» **EXERCISE**
Exactly reproduce the line containing "Can you find the rutted" together with every line after it, through the end of the entries, and give nothing more.

» **INPUT DATA**
━━━━━━━━━━━━━━━━

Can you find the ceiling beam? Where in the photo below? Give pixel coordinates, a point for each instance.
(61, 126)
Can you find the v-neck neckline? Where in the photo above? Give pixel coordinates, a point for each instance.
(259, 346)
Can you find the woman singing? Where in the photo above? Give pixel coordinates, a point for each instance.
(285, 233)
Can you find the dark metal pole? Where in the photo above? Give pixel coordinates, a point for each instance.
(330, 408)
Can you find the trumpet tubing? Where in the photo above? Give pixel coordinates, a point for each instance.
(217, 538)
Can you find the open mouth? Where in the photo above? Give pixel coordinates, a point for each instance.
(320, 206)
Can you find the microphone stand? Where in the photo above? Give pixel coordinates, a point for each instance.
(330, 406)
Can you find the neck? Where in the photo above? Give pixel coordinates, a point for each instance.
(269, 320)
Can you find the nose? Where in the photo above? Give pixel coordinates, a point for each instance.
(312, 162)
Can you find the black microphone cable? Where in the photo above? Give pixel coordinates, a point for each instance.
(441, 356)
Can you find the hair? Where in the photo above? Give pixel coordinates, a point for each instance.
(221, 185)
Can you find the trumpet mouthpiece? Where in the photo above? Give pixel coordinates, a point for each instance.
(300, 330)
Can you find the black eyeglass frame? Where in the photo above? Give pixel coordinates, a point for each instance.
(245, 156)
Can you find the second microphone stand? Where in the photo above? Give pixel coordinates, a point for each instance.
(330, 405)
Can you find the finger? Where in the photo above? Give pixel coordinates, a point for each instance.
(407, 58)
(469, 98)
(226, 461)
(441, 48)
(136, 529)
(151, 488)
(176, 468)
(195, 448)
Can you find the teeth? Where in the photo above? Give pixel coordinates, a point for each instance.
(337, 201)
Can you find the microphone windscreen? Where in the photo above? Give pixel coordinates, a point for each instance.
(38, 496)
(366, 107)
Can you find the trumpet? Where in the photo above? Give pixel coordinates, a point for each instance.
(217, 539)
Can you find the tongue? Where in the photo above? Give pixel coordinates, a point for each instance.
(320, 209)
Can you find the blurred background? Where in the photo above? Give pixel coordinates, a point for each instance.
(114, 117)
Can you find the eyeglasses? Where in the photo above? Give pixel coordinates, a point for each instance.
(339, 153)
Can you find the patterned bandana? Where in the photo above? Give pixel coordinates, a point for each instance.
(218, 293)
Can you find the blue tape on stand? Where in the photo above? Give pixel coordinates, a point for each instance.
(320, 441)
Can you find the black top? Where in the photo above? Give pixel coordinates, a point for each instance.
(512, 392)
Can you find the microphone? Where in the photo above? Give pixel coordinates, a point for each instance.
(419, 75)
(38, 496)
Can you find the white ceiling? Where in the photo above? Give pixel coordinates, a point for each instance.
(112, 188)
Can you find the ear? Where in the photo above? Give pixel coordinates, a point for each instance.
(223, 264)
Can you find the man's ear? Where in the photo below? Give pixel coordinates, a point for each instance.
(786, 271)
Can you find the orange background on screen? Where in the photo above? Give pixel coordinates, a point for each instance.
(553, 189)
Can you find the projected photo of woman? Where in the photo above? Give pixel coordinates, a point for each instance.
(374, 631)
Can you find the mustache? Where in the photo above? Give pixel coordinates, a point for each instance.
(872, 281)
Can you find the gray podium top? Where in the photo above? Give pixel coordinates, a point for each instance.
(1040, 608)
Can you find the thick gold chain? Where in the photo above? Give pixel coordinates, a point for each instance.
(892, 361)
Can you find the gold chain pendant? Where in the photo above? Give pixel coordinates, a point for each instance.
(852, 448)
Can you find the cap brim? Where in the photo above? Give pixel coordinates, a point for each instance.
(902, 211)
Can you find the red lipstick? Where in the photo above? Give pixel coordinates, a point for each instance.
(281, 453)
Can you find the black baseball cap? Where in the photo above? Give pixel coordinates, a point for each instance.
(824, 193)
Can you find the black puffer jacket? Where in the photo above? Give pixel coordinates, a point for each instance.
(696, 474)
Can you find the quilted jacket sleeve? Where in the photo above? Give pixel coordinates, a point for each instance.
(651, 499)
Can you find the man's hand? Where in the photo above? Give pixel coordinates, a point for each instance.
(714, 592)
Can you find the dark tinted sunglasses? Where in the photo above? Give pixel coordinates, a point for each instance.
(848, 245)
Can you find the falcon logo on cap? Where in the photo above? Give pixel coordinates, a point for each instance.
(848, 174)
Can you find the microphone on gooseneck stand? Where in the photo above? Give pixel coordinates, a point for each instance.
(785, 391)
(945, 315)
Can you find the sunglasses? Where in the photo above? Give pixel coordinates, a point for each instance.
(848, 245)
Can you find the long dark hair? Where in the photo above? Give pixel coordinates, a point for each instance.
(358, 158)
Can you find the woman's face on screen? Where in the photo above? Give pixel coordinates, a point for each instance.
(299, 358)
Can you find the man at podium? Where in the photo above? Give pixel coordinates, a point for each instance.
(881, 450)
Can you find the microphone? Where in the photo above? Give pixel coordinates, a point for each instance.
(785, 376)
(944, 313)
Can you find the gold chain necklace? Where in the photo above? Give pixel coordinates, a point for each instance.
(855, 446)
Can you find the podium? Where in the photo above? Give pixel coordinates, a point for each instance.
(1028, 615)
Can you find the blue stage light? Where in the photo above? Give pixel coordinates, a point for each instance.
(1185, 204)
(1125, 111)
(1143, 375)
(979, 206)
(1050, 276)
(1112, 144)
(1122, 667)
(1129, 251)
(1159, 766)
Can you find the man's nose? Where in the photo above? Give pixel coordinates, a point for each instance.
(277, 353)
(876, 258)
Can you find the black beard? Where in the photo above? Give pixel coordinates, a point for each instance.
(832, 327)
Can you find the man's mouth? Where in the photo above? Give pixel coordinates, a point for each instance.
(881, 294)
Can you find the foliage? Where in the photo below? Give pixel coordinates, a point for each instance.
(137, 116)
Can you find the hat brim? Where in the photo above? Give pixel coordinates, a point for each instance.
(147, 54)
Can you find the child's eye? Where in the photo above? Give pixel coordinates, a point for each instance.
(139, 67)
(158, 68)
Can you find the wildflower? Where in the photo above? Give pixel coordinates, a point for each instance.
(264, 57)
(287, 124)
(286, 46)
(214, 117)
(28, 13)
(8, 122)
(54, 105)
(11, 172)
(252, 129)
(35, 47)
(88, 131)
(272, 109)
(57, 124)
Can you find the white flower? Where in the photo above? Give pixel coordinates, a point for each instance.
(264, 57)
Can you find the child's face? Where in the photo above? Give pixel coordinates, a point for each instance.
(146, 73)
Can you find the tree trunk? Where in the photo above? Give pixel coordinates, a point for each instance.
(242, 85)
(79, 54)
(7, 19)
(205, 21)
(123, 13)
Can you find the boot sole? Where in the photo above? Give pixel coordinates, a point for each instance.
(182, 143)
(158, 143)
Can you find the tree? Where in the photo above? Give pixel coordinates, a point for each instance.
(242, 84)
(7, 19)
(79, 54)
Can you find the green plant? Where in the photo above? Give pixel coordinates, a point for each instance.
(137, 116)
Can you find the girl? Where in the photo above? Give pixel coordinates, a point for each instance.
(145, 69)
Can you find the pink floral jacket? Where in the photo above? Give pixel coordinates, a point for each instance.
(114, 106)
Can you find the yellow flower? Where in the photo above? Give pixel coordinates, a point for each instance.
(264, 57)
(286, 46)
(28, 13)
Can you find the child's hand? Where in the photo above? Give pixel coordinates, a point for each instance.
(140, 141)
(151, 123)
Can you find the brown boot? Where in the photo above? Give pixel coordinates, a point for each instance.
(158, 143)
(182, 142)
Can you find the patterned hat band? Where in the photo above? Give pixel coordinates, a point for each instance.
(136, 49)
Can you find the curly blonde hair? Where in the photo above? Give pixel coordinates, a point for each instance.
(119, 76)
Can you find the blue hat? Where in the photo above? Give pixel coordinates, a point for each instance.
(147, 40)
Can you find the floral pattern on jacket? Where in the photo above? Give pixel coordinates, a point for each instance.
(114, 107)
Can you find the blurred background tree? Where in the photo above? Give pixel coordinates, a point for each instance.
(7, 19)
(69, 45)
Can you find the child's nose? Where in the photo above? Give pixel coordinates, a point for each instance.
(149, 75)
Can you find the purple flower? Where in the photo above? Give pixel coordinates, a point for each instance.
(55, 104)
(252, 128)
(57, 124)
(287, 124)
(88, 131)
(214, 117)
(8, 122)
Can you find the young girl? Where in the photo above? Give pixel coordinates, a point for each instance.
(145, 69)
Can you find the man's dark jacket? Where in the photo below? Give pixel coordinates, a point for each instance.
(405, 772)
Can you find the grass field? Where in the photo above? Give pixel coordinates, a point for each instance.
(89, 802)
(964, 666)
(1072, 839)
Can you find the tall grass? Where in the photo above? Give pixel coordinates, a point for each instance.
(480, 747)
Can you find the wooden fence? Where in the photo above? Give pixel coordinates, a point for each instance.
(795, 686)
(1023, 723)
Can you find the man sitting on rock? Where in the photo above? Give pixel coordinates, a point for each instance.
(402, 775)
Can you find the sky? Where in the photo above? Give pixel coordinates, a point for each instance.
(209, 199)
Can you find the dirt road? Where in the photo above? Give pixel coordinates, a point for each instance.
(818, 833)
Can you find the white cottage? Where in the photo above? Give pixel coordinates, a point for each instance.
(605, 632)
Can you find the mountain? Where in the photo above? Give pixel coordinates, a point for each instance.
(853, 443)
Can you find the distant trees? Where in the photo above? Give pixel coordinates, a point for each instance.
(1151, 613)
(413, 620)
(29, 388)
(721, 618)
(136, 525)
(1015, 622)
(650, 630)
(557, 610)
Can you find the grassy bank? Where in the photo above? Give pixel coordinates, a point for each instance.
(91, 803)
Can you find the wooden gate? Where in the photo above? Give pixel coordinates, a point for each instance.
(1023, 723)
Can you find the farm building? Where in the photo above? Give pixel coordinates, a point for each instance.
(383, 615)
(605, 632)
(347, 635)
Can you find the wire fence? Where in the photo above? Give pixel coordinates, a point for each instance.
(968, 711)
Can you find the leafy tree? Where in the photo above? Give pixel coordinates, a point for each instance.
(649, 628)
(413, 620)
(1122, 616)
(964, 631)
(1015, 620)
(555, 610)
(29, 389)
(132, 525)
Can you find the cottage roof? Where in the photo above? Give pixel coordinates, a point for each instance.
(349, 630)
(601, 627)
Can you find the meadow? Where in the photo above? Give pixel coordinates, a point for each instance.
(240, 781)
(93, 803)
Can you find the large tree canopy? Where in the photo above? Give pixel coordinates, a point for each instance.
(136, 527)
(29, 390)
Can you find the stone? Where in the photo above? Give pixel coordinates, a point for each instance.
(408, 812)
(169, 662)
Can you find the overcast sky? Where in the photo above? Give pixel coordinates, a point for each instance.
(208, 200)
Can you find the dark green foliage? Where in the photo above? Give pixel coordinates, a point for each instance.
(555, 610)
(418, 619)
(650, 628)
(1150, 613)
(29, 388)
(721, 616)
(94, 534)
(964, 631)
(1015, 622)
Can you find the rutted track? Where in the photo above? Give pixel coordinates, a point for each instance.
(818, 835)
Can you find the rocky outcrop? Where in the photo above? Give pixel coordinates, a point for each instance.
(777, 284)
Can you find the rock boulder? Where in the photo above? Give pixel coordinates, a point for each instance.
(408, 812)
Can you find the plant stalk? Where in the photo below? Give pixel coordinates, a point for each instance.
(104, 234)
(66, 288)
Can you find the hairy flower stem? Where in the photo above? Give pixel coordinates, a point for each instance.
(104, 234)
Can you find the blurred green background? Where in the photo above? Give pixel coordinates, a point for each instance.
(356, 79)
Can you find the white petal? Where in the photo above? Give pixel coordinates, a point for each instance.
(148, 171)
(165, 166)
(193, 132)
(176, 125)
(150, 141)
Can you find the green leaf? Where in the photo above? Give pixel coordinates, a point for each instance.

━━━━━━━━━━━━━━━━

» **ANSWER TO THE EXERCISE**
Can you find the rutted track? Where in the photo above? Give pixel coordinates, a point for each instance.
(818, 835)
Can you find the rocky outcrop? Where in the photo above? Give pixel coordinates, a point for each instance.
(777, 284)
Can you find the rock boulder? Where in the photo above? Give pixel coordinates, a point for each instance.
(408, 812)
Can you find the plant stalk? Where in the photo below? Give pixel coordinates, a point for each instance.
(104, 234)
(66, 288)
Can you find the hairy flower stem? Where in the photo above? Give pixel coordinates, a point for each instance.
(104, 234)
Can you find the blurred green background? Where in the photo above? Give pixel coordinates, a point for each instance.
(356, 79)
Can you find the white petal? Where in the photo above? Give pixel coordinates, a point for each instance.
(148, 171)
(165, 166)
(193, 132)
(176, 125)
(150, 141)
Can you find the green leaf? Where in the photo above? Give pixel coordinates, a point for each instance.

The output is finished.